* begin *

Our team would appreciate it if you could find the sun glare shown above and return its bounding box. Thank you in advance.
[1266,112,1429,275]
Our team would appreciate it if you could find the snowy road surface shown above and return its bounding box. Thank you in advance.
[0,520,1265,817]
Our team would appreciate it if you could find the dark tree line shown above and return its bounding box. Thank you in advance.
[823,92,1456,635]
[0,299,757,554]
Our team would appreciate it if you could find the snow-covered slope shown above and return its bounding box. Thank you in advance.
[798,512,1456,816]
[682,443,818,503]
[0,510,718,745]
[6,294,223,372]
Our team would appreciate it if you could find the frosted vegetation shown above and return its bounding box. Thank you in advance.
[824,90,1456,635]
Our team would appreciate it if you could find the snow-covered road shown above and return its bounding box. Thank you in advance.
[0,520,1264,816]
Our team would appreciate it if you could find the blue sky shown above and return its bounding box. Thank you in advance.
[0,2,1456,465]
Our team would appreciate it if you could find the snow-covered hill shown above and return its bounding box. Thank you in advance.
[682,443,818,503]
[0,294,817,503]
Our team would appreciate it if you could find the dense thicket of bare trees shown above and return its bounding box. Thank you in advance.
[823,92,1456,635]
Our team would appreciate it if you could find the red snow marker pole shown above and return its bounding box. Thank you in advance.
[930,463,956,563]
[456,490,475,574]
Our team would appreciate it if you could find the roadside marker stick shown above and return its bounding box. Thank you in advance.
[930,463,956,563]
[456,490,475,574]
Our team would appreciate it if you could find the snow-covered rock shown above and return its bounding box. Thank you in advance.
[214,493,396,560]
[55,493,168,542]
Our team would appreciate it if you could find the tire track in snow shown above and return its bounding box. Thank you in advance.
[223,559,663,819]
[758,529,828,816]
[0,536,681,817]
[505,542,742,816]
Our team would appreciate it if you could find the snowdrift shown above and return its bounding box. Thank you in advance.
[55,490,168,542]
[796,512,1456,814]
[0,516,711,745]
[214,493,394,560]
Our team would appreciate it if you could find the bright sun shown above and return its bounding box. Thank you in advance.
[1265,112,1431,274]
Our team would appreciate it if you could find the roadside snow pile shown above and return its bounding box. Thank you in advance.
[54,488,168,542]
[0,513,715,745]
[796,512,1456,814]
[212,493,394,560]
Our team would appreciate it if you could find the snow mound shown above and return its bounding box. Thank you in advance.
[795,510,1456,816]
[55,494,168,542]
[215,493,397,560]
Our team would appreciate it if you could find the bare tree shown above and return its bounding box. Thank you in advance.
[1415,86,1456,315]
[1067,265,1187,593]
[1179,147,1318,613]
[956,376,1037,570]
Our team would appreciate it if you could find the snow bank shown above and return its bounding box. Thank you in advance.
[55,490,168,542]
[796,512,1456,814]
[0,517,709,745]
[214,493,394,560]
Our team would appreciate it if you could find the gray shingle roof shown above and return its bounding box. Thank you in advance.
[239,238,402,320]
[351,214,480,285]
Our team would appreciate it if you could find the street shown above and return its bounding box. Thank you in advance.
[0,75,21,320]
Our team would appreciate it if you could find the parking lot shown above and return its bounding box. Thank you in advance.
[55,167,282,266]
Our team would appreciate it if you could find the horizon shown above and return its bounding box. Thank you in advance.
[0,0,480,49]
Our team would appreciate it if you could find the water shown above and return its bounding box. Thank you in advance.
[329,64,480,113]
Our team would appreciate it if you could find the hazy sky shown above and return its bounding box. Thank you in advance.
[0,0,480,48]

* end *

◆ **To do**: Revise the rows from the start of the rows through the line containing "[0,299,757,554]", replacing "dark tree line" with "bare tree line" and leaving everything else as it is. Give only those lines.

◆ **Full output**:
Our team would appreciate it if you could find the sun glare shown above and return its bounding box. Thank you in advance.
[1266,112,1429,275]
Our team would appreciate it if you could find the snowy road surface shown above and return its bounding box. Thank you in advance.
[0,520,1265,817]
Our team would appreciate it if you could find the bare tree line shown above and return its bounding box. Thank you in advance.
[823,92,1456,635]
[0,299,757,554]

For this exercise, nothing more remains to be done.